Work instruction.
Please state the number of lines in the material below that contain "distant", with no other words.

Data extracts.
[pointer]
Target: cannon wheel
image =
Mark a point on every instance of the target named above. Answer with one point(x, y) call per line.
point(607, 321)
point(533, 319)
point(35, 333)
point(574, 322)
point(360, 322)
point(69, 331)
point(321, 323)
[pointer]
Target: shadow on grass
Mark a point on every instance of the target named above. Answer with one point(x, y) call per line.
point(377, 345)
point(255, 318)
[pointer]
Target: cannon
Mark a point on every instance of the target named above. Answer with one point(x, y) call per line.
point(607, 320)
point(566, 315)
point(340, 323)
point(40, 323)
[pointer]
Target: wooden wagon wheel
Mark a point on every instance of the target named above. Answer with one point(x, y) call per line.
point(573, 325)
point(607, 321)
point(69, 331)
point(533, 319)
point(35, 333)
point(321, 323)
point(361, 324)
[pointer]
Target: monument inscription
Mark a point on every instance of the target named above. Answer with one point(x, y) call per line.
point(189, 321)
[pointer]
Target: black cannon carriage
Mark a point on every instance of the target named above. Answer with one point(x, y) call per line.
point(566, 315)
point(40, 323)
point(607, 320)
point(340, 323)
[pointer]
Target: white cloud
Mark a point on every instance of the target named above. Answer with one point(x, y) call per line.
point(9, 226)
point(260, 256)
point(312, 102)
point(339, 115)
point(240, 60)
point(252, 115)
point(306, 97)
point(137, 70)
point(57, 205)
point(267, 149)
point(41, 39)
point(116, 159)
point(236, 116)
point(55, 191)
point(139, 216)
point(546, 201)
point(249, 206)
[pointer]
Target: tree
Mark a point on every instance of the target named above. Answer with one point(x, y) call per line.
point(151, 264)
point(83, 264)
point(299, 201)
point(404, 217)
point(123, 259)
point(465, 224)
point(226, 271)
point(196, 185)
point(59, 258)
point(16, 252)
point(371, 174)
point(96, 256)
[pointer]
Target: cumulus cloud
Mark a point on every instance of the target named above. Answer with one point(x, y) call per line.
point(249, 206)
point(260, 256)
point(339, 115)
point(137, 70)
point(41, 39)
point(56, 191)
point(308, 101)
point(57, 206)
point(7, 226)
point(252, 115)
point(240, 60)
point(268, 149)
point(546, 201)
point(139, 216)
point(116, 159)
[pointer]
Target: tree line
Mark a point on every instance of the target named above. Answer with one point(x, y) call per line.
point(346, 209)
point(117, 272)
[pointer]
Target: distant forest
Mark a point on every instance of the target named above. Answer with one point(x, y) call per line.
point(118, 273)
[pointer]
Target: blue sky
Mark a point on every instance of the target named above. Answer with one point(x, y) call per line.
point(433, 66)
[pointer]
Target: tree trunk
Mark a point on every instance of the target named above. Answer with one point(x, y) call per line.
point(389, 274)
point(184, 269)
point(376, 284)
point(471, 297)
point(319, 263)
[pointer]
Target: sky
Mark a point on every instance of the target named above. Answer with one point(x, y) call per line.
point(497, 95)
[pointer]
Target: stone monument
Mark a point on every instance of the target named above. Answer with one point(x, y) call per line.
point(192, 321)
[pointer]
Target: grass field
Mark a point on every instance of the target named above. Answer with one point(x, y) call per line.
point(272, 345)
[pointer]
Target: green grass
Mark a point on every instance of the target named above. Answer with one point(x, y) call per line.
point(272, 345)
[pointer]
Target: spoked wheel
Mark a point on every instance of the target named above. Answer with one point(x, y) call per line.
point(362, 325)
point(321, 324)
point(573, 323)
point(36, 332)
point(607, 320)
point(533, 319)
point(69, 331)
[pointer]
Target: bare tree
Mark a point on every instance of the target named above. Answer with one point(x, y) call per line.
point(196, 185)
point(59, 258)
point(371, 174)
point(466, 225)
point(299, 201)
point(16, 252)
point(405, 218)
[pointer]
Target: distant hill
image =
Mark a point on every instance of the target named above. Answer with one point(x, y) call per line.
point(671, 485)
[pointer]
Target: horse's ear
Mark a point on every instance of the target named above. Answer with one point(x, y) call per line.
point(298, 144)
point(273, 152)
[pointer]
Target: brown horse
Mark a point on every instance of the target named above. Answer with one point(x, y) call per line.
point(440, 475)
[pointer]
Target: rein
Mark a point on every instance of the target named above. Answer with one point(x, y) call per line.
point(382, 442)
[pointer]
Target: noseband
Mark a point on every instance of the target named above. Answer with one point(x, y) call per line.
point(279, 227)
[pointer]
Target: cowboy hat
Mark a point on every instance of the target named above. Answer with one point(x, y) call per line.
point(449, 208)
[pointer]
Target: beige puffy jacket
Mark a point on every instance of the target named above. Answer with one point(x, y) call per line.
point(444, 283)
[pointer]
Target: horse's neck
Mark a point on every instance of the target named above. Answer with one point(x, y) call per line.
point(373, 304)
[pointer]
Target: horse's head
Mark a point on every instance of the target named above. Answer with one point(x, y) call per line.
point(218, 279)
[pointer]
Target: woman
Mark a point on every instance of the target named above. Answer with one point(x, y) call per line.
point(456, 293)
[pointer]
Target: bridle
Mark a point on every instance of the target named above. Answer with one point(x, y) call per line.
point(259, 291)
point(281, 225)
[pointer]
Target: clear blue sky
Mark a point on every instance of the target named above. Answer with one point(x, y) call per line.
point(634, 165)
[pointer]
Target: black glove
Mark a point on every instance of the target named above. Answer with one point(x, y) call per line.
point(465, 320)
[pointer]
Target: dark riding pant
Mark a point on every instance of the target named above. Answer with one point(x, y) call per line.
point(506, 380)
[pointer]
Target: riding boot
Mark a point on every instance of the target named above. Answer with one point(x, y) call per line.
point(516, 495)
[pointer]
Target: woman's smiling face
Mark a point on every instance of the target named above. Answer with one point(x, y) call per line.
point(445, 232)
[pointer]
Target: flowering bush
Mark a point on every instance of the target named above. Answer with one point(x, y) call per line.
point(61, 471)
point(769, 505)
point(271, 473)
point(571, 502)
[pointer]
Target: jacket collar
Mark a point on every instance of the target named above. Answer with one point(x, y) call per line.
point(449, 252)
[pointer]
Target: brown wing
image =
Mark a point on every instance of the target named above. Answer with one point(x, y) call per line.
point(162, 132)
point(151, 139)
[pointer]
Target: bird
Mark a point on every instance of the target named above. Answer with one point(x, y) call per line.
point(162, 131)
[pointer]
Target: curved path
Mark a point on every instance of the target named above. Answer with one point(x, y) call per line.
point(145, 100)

Result for this task.
2